"""

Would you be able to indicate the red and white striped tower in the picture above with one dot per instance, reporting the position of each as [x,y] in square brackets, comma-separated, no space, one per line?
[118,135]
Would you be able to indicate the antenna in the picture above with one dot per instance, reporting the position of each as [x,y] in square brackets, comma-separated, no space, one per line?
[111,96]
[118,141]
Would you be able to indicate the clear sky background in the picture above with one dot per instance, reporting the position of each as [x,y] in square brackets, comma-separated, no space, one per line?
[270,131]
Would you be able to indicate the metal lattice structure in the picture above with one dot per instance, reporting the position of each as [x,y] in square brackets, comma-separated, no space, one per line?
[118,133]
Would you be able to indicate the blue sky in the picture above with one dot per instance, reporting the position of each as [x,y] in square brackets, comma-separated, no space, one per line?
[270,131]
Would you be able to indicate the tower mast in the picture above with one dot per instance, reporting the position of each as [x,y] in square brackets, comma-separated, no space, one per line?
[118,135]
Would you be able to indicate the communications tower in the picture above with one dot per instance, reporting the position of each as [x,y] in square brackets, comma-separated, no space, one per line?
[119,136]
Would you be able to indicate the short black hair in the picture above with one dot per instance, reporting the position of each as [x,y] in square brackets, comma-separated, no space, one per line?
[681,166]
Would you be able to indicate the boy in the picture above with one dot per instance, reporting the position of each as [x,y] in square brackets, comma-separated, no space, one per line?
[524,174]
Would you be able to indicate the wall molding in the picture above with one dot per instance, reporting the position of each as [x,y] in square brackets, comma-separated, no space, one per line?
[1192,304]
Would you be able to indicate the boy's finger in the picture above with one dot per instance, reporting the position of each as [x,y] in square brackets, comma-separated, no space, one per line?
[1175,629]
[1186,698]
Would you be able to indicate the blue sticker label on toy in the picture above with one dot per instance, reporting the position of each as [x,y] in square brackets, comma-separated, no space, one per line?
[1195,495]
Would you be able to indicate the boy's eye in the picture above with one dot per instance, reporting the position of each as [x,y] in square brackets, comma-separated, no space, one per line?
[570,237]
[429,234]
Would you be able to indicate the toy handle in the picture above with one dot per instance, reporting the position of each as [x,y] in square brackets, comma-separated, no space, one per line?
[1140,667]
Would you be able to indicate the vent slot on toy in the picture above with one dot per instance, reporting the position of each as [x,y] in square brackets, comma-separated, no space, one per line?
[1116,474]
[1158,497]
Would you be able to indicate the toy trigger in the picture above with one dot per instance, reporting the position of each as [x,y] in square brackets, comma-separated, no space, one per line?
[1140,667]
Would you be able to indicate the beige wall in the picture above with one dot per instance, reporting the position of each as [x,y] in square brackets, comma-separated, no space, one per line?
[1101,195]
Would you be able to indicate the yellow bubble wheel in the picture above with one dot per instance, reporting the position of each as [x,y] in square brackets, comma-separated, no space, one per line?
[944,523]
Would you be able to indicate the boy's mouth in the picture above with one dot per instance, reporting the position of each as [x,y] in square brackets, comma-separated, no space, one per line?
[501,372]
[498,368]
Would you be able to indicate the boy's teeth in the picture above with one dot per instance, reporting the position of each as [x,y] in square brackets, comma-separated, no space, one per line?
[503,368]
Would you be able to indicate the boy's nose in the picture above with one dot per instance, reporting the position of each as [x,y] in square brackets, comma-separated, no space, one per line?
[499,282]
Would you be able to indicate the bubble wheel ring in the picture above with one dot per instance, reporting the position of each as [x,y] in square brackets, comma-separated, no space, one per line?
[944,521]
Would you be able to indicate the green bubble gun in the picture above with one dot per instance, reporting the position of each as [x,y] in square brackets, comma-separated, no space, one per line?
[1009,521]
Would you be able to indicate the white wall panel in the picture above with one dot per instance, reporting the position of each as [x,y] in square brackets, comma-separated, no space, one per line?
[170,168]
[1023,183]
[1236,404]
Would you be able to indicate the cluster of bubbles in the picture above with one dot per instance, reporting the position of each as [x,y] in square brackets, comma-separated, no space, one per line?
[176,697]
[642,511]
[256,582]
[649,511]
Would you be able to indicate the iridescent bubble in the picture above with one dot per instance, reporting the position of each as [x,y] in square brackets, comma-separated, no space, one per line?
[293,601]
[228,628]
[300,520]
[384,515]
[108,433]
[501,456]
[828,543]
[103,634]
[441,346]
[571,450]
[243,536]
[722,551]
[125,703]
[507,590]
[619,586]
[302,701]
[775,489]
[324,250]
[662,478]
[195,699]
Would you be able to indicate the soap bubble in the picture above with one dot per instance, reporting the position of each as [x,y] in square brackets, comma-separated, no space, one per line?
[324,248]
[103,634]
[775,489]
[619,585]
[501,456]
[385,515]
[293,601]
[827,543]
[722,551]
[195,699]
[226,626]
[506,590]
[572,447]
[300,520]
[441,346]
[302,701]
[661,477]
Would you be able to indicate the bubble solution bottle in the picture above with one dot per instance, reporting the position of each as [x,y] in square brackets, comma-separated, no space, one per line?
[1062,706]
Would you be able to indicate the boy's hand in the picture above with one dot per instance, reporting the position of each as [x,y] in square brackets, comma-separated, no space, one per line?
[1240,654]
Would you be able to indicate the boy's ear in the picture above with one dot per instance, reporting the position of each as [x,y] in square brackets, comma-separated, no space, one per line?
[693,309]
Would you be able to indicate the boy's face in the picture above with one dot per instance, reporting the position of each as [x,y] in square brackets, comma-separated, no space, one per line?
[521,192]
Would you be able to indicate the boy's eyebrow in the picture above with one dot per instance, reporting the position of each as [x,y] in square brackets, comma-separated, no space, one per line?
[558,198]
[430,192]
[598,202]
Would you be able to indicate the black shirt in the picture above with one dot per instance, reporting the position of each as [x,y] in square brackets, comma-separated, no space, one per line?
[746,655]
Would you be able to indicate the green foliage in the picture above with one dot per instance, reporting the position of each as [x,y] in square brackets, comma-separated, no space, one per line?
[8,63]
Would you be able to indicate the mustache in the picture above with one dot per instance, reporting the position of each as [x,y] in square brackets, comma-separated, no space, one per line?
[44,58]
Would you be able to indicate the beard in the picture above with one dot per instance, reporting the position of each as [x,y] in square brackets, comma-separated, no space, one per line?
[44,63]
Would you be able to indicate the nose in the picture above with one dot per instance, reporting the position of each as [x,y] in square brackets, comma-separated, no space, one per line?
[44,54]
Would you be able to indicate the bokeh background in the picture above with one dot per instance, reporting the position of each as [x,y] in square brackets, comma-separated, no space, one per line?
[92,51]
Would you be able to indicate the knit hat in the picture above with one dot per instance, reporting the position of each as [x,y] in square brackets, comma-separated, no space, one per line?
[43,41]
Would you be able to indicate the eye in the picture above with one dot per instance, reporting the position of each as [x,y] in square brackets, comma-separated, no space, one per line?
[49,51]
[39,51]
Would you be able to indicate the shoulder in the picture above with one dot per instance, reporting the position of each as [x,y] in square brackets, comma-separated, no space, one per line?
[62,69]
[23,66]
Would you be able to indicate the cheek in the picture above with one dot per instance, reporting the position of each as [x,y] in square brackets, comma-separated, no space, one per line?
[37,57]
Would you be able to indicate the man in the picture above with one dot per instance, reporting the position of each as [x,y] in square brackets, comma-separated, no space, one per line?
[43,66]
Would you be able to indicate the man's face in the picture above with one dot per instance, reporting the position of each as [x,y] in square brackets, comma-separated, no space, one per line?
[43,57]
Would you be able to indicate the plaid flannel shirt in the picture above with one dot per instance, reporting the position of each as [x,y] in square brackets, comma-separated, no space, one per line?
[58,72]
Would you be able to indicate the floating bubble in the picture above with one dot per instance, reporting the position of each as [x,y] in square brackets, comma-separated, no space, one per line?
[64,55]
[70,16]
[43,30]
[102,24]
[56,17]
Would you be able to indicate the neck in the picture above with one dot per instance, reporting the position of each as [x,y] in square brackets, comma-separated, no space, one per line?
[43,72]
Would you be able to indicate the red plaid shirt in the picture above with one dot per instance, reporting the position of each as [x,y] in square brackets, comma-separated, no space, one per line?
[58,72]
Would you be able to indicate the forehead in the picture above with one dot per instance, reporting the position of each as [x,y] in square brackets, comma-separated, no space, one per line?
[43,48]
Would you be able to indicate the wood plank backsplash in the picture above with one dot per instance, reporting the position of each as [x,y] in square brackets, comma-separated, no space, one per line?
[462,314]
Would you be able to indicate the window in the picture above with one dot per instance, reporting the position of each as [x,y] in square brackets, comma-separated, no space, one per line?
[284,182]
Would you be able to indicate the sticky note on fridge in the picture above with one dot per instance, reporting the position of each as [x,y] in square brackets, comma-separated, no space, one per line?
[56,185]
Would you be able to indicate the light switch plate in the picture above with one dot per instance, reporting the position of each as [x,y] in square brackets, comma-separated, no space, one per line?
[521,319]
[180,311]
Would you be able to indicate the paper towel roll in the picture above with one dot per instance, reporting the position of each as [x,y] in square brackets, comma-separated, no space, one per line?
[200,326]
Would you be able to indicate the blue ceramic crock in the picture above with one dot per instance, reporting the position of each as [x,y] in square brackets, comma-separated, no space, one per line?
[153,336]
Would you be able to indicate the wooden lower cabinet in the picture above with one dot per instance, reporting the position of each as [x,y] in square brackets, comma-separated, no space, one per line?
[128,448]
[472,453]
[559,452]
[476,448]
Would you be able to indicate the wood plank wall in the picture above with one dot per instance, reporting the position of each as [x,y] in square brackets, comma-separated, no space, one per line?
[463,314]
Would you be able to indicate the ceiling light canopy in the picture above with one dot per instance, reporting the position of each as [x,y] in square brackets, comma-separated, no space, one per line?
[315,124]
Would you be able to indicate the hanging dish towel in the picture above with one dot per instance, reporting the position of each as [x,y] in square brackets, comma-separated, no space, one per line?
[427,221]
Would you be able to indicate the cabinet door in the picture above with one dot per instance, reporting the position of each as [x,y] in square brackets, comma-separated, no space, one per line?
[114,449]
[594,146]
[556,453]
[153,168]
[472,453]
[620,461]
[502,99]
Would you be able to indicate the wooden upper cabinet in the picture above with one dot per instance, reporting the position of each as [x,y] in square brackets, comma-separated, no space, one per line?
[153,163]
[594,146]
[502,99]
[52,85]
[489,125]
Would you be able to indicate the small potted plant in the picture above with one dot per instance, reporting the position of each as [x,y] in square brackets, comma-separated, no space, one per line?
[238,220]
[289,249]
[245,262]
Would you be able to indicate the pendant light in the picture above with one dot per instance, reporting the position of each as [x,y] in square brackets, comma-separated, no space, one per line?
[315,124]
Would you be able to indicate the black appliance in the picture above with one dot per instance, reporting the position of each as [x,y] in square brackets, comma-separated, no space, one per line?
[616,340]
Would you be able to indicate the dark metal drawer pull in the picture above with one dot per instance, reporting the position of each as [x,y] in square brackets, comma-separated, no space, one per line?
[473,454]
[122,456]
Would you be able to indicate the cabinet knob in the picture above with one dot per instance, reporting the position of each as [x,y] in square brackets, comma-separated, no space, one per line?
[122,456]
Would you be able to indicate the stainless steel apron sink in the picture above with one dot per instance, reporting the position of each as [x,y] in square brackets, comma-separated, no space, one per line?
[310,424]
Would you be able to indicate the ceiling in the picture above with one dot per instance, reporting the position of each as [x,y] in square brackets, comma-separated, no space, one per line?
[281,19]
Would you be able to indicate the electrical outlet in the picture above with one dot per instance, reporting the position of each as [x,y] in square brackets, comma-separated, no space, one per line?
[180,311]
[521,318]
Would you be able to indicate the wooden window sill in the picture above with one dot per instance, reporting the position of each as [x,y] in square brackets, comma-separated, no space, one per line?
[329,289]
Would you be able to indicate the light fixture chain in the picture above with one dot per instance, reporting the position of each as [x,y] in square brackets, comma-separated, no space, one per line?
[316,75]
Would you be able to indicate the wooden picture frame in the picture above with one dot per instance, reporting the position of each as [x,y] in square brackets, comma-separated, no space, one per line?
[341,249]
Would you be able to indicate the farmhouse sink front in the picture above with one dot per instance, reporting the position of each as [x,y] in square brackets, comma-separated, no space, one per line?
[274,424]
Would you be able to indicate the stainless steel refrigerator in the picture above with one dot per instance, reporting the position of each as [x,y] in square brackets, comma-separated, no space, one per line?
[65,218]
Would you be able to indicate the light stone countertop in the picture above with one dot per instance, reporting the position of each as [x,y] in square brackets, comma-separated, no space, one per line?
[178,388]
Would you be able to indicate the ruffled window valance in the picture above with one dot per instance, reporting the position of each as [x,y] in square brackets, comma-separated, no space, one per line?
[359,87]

"""

## Aim of the exercise
From the line containing "Would you be able to indicate the ceiling in" down to the last line of the material, each line is to be retyped exactly; no other lines belong in the answer.

## The answer
Would you be able to indicate the ceiling in the picture above with one dot per instance, reporting the position of each as [x,y] in square brackets, comma-separated, no space, one per line?
[281,19]
Would you be able to indicate the electrical outlet in the picture above with one dot per instance, reporting the position of each as [x,y] in square brackets, comma-separated, no space, one per line?
[180,311]
[521,318]
Would you be able to indicate the wooden window sill in the picture above with one dot per instance, reporting the position of each as [x,y] in square brackets, comma-separated, no space, one per line?
[329,289]
Would you be able to indicate the light fixture chain in the picture above with one dot per instance, reporting the position of each as [x,y] in square brackets, comma-separated, no space, one per line?
[316,75]
Would you be able to indicate the wooden picture frame in the picture above with one dot per instance, reporting the position of each as [x,y] in square brackets, comma-separated, no space, one per line?
[341,249]
Would you be able to indicate the farmhouse sink front in the picture above with one dot per instance, reporting the position of each as [x,y] in square brackets, comma-separated, no space, one per line?
[274,424]
Would you be able to indicate the stainless steel refrigerator in the picture above with one dot per instance, reporting the position of each as [x,y] in square brackets, comma-separated, no space, one per line?
[65,218]
Would you be able to indicate the light stone countertop in the picture above with one dot per instance, reporting the position of each as [x,y] in square brackets, comma-separated, no space, one per line?
[178,388]
Would you be able to indicate the ruffled window valance in the picture above with one dot per instance, reporting the position of each as [x,y] in square brackets, comma-separated, no space, one per line?
[359,87]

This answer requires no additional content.